- Material shown

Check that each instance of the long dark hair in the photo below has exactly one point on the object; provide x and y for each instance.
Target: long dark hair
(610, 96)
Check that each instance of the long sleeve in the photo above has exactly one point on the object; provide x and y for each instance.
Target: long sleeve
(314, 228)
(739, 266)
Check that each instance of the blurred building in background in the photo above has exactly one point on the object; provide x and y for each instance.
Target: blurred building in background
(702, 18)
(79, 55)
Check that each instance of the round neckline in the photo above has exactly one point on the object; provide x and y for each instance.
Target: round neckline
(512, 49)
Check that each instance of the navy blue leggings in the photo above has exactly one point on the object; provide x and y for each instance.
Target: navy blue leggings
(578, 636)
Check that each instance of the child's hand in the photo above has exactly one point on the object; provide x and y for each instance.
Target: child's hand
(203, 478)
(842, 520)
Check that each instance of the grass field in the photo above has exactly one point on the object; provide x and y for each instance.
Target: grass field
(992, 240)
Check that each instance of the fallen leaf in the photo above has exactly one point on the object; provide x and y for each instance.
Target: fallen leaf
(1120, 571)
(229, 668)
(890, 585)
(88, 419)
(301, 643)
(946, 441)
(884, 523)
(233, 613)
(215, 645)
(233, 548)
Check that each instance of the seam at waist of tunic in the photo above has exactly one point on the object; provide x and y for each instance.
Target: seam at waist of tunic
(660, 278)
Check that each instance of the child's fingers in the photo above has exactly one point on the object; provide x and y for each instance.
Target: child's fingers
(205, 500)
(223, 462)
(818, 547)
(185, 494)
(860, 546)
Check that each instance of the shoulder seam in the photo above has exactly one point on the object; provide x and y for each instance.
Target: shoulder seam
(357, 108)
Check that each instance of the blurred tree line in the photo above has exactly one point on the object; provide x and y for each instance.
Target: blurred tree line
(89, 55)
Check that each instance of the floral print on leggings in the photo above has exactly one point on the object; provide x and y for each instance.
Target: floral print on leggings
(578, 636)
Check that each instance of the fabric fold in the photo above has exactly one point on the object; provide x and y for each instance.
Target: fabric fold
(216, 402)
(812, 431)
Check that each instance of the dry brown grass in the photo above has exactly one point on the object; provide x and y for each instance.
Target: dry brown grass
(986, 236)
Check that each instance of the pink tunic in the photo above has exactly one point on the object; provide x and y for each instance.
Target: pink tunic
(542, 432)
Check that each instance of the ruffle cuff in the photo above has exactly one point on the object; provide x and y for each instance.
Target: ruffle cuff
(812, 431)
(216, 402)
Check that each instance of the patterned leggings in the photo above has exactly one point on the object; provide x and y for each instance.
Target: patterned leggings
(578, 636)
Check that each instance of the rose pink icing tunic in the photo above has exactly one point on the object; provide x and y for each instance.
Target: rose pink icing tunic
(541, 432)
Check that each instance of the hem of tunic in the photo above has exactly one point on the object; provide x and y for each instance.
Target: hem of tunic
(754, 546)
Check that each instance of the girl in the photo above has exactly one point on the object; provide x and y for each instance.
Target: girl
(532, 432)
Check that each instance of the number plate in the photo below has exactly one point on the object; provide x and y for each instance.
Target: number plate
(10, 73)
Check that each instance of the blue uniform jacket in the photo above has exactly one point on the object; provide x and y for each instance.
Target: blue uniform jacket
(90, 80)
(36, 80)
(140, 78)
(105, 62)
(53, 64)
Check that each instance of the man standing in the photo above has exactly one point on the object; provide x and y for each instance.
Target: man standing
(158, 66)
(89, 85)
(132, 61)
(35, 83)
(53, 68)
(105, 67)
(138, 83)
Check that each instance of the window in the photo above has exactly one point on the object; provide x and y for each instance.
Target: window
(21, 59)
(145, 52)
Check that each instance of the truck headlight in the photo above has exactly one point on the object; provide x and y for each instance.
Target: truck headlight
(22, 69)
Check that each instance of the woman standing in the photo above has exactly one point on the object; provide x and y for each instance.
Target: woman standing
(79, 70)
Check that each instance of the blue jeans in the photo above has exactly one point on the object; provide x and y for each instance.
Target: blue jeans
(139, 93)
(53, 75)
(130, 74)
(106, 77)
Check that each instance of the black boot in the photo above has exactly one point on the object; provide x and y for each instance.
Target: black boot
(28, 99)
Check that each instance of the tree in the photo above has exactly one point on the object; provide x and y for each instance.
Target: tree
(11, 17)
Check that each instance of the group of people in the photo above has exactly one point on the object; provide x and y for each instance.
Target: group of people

- Exercise objective
Repeat all of the material above word for word, leaving nothing out.

- Output for this task
Check that each instance of the long dark hair in the photo below has exactly one point on the object; provide x and y for each instance.
Target: long dark hair
(610, 96)
Check that each instance of the long sleeve in the photo above has exactly one point on the object; provide x and y for each instance.
Target: long sleeve
(314, 228)
(739, 266)
Check that each instance of the blurred building in background in the photo above has exactly one point on the object; provide x and y for each instance.
Target: blurred building in background
(702, 18)
(79, 55)
Check that each instance of the round neckline in the photo above has exactly one point on the object; provide x and y for each instance.
Target: round neckline
(512, 49)
Check that each instance of the navy blue leggings in the photo above has exactly one point on the object; provide x and y for each instance.
Target: navy blue leggings
(578, 636)
Check that each instance of the child's hand in the photo above has exactly one point on the object; provide x and y for each instance.
Target: child's hand
(203, 478)
(842, 520)
Check that each instance of the grass field in the photo above has exactly one point on the object; provide x and y for each instance.
Target: grass field
(992, 240)
Check that each instance of the fallen leaf in the photo above has exactly one point on the object; provide x and y for each instance.
Target: fallen leaf
(1120, 571)
(229, 668)
(890, 585)
(88, 419)
(301, 643)
(946, 441)
(884, 523)
(233, 613)
(215, 645)
(233, 548)
Check that each instance of the seam at waist of tunic in the photo above has exactly one point on the object; provide x and y for each instance.
Target: seam at waist of tunic
(660, 278)
Check that each instance of the child's fingers in the photo above has exactly one point on the object; provide x and y for each instance.
Target: child's fingers
(205, 500)
(223, 462)
(818, 547)
(185, 494)
(860, 546)
Check that each instance of the shoulder seam in the photo above has exactly one point on the object; provide x and y for each instance.
Target: shoulder seam
(357, 108)
Check that each instance of the blurred tree line in the photo above has exactly one point on the object; provide x and y for each instance.
Target: blurred tree line
(89, 55)
Check that each instance of the floral print on leggings in the photo above has exactly one point on the object; provide x and y for each instance.
Target: floral print on leggings
(578, 636)
Check that each instance of the fabric fold in the photo above has exactly one point on the object; provide x and y for each instance.
Target: fabric fold
(216, 402)
(812, 431)
Check that each instance of the dry brown grass in the photo above has exactly one point on the object; provide x and y for each instance.
Target: dry brown grass
(986, 236)
Check that each instance of the pink tunic in the photo above has exactly one point on the object; provide x and y for each instance.
Target: pink tunic
(542, 432)
Check that each instance of the ruffle cuff in the photo above has exactly one point on the object; provide x and y for each instance.
Target: ruffle cuff
(812, 431)
(216, 402)
Check that each instance of the patterned leggings in the photo above has exactly one point on the object; provide x and y for each instance.
Target: patterned leggings
(578, 636)
Check that each instance of the rose pink icing tunic in the photo above has exactly one point on the object; provide x and y for each instance.
Target: rose pink icing tunic
(541, 432)
Check that each instance of the hem of tunic in the photo above has exactly one point on the object; provide x and y for each instance.
Target: hem of tunic
(754, 546)
Check that each instance of the girl in the photo above has exactly one point on the object; provide x and y for each instance.
Target: girl
(532, 432)
Check that each instance of the number plate in the photo below has exactly one point on the object; provide x and y for each instance.
Target: number plate
(10, 73)
Check that each instance of the blue uniform jacket in the photo above has exactly one point on the object; provide x and y for each instance.
Target: blue uniform jacket
(90, 80)
(36, 80)
(140, 78)
(105, 62)
(53, 64)
Check that each instance of the man standing in the photo above has exactly one point on the object; provide x and y for each instance.
Target: man standing
(158, 66)
(89, 85)
(132, 61)
(35, 83)
(53, 68)
(105, 67)
(138, 83)
Check that each instance of the window in the photo above has exactly one point on the object; provide x and y for each instance.
Target: window
(21, 59)
(145, 52)
Check that each instance of the truck headlight in the photo above has exactly one point on the object; provide x and y for each instance.
Target: truck headlight
(22, 69)
Check that each instance of the woman standing in the photo above has exactly one point on the object; provide x and y for each instance.
Target: woman standing
(79, 70)
Check that each instance of the blue jeans in the photo above has exactly one point on the object; provide x and y for each instance.
Target: blue jeans
(139, 93)
(53, 75)
(130, 74)
(106, 77)
Check that each instance of the black boot in the photo above has exactly one point on the object; provide x and y for each instance.
Target: black boot
(28, 99)
Check that each instance of the tree in the photo above has exactly one point on the object; provide x and y for each instance.
Target: tree
(11, 17)
Check that each instance of the group of people in the photo above has exactly one point on the object; provide x and y for each instance.
Target: group of people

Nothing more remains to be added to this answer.